▸ YOUR OBJECTIVE
Scale the part of the rows that opens with the line containing "target | crosswalk marking" and closes at the end of the rows. Write out every line of that part again, requests included, with each answer coordinate multiplied by 1.45 and rounded to a whole number, halves rounded up.

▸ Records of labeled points
■ ■ ■ ■ ■ ■ ■

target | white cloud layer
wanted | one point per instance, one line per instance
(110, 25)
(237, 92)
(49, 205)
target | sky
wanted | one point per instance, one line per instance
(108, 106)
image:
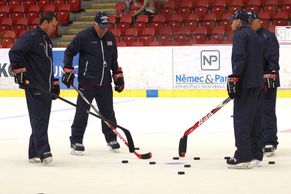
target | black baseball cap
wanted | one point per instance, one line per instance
(253, 15)
(102, 19)
(240, 14)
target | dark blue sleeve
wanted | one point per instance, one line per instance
(73, 48)
(19, 49)
(239, 52)
(114, 66)
(271, 53)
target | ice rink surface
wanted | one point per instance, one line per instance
(156, 125)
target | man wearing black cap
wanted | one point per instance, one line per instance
(245, 85)
(271, 82)
(98, 55)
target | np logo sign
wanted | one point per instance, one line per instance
(210, 60)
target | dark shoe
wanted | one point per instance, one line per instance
(46, 158)
(114, 145)
(234, 164)
(77, 149)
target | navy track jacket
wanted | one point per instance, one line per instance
(247, 58)
(271, 51)
(34, 51)
(97, 56)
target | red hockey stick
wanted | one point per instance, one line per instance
(183, 140)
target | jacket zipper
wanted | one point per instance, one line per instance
(46, 52)
(86, 68)
(103, 66)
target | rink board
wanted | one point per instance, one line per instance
(189, 71)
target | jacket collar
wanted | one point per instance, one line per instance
(39, 30)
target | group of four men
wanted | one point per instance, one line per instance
(253, 55)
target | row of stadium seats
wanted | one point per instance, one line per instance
(17, 12)
(183, 36)
(218, 7)
(175, 22)
(75, 5)
(7, 39)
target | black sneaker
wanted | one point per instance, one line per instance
(234, 164)
(77, 149)
(46, 158)
(269, 150)
(114, 145)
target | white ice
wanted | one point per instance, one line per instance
(156, 125)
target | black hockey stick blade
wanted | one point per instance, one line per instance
(109, 123)
(183, 146)
(143, 156)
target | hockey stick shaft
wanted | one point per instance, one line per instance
(110, 124)
(130, 143)
(183, 140)
(140, 156)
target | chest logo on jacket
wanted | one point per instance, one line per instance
(210, 60)
(109, 43)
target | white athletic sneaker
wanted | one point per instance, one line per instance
(234, 164)
(256, 163)
(77, 149)
(114, 145)
(269, 150)
(34, 160)
(46, 158)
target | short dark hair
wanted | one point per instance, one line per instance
(47, 16)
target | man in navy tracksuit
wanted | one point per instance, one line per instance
(271, 78)
(31, 60)
(245, 86)
(98, 57)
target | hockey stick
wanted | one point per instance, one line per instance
(131, 146)
(183, 140)
(110, 125)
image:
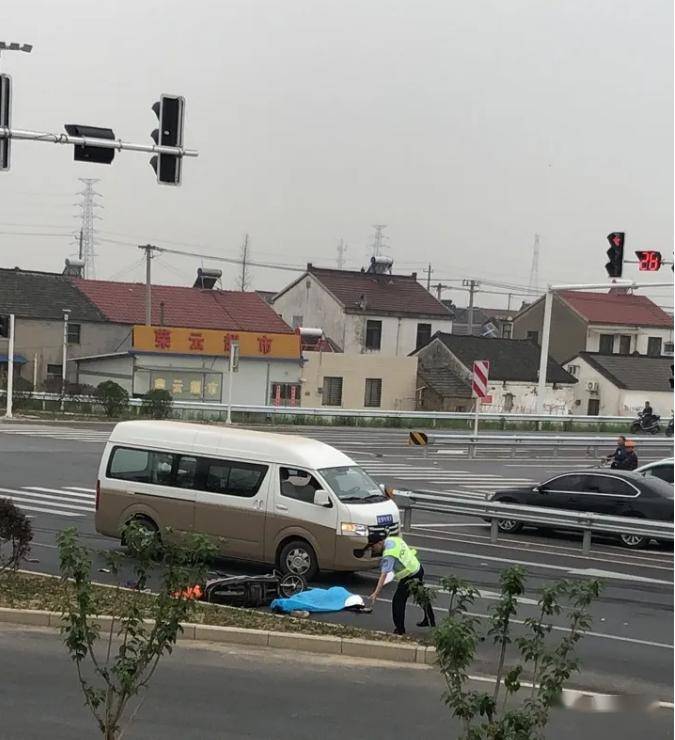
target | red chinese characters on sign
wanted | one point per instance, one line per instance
(226, 342)
(162, 339)
(196, 341)
(264, 345)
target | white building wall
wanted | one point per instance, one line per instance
(558, 400)
(250, 385)
(614, 401)
(309, 299)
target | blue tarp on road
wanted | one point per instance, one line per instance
(333, 599)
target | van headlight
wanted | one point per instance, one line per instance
(360, 530)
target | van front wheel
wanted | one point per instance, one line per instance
(298, 558)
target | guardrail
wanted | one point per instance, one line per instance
(336, 413)
(585, 522)
(472, 441)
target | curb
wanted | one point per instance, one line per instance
(317, 644)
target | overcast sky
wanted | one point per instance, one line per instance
(465, 127)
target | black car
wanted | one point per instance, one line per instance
(612, 492)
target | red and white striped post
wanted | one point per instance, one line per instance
(481, 371)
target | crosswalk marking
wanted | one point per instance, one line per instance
(56, 501)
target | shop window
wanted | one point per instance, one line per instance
(373, 334)
(332, 392)
(285, 394)
(373, 392)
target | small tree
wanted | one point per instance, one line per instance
(112, 397)
(16, 534)
(157, 403)
(488, 715)
(144, 626)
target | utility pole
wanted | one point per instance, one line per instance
(342, 248)
(472, 285)
(429, 271)
(64, 358)
(149, 249)
(10, 368)
(245, 278)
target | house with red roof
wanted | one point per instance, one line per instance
(609, 323)
(184, 349)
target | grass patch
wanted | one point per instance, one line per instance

■ ■ ■ ■ ■ ■ ■

▸ RESPONSE TO THIS TASK
target | crosswalk marking
wanted | one point per instance, one line per instance
(81, 726)
target | shop window
wanted | one point per instance, one line per instance
(541, 484)
(481, 568)
(413, 571)
(541, 568)
target | small tree
wanted | one point per instance, one line per instance
(162, 576)
(23, 774)
(228, 584)
(708, 1037)
(209, 908)
target | utility pole
wanted | one point per instance, one line per instance
(496, 360)
(684, 413)
(622, 393)
(93, 519)
(216, 361)
(15, 534)
(355, 403)
target | house with red roof
wanted | one point per instance, one line per instance
(883, 468)
(267, 506)
target | grass patch
wanted | one point per instance, one line per instance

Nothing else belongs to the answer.